§ **STATED PROBLEM**: Report each line of the material below that contains the string "walking", copying every such line in full. The match is case-sensitive.

-- BEGIN ITEMS --

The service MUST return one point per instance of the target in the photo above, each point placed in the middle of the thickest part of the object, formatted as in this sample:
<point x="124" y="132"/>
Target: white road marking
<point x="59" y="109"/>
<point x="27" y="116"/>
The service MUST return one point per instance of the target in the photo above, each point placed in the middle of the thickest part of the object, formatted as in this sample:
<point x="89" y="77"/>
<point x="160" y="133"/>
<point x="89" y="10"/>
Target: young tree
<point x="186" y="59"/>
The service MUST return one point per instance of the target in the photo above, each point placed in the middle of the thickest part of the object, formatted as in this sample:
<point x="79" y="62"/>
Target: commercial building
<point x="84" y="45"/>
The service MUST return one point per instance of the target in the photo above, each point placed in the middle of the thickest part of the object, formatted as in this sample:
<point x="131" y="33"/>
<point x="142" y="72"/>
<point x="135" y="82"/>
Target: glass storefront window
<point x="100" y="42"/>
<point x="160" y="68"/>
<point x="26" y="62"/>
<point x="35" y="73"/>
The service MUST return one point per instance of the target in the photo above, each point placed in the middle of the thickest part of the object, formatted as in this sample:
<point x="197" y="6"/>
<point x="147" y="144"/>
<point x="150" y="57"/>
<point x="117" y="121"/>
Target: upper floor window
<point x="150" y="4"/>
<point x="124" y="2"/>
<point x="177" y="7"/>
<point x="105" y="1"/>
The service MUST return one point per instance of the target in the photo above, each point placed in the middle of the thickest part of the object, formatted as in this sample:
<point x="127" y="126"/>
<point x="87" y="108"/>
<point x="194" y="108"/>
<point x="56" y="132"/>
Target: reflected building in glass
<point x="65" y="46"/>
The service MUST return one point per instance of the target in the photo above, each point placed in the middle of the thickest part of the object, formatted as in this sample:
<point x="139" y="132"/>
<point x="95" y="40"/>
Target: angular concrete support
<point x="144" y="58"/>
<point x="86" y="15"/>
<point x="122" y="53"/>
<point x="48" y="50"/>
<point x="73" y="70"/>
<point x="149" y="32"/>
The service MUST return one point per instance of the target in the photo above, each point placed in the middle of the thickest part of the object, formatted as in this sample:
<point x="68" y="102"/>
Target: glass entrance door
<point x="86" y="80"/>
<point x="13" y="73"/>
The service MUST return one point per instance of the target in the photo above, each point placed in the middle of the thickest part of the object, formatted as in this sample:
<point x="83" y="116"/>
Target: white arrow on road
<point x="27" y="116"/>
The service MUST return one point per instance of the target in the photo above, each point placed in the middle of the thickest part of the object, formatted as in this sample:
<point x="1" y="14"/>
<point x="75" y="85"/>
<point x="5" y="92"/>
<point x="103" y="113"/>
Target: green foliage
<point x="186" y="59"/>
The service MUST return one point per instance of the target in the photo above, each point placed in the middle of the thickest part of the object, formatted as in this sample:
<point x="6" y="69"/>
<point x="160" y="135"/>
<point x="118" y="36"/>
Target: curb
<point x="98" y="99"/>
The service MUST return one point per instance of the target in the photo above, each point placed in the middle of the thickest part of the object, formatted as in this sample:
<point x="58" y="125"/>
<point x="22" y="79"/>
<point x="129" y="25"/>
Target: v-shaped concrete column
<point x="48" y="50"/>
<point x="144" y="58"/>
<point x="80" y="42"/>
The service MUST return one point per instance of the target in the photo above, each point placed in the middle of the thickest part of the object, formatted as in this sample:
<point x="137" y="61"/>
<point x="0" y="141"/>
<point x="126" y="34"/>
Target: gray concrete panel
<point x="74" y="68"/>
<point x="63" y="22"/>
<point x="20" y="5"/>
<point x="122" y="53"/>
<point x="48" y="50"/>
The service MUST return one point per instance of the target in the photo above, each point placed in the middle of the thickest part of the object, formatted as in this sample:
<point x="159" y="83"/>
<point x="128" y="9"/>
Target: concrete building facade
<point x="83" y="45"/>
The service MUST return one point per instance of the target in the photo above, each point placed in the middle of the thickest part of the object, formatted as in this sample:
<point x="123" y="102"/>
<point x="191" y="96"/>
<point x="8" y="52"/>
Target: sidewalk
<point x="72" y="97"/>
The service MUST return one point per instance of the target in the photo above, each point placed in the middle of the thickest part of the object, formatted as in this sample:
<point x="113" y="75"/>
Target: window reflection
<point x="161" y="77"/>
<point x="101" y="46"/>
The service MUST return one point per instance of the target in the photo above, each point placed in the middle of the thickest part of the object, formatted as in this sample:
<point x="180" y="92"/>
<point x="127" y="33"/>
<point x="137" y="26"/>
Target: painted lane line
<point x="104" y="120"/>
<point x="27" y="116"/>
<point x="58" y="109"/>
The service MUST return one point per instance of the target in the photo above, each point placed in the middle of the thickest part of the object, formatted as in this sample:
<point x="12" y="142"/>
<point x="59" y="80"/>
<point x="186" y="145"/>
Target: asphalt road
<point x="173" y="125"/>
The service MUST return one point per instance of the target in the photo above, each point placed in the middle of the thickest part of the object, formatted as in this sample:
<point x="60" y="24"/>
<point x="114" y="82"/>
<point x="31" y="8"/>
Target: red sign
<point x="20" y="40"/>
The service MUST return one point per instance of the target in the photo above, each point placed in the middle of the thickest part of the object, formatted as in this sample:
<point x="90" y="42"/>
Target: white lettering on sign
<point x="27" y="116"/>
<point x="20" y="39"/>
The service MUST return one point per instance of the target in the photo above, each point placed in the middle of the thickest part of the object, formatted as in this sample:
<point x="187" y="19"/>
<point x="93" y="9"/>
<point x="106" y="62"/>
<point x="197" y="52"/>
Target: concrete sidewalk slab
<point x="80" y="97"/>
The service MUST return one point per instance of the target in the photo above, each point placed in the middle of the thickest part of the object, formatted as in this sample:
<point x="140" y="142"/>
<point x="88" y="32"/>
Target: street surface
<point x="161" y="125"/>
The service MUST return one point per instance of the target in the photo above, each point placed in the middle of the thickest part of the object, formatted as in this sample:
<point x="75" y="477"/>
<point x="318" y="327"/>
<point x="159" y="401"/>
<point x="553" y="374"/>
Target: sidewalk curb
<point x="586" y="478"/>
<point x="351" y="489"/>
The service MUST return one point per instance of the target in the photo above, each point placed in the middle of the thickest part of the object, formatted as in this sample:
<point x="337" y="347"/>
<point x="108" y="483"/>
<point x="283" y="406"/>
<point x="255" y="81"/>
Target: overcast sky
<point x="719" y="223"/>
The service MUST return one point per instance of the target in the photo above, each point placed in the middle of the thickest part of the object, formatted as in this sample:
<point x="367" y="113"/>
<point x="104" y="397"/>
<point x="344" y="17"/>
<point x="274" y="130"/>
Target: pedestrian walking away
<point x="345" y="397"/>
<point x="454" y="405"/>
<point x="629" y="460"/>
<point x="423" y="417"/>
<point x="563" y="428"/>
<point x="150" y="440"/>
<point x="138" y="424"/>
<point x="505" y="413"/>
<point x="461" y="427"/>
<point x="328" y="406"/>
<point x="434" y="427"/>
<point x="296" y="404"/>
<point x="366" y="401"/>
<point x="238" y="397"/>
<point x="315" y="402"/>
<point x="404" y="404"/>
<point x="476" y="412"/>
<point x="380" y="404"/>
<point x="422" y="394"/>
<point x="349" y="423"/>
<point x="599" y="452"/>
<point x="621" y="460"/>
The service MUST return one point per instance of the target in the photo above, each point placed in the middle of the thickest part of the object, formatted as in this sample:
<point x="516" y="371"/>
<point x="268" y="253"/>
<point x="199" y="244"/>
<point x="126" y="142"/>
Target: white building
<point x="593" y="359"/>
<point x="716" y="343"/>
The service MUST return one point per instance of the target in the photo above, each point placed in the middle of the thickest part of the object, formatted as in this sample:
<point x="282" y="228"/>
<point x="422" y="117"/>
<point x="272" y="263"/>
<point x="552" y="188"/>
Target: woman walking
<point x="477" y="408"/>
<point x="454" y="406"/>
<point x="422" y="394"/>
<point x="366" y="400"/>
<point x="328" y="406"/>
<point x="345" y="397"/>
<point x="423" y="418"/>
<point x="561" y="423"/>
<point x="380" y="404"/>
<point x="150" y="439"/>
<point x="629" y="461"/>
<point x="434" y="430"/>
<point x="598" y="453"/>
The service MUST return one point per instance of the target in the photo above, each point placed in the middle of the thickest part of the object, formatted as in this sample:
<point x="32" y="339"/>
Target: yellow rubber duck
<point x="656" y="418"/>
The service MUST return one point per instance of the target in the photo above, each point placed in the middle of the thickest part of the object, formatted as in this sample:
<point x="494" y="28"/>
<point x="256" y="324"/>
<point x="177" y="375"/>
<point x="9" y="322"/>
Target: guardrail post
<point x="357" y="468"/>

-- END ITEMS --

§ **WRITTEN RESPONSE**:
Target: pedestrian walking away
Target: woman walking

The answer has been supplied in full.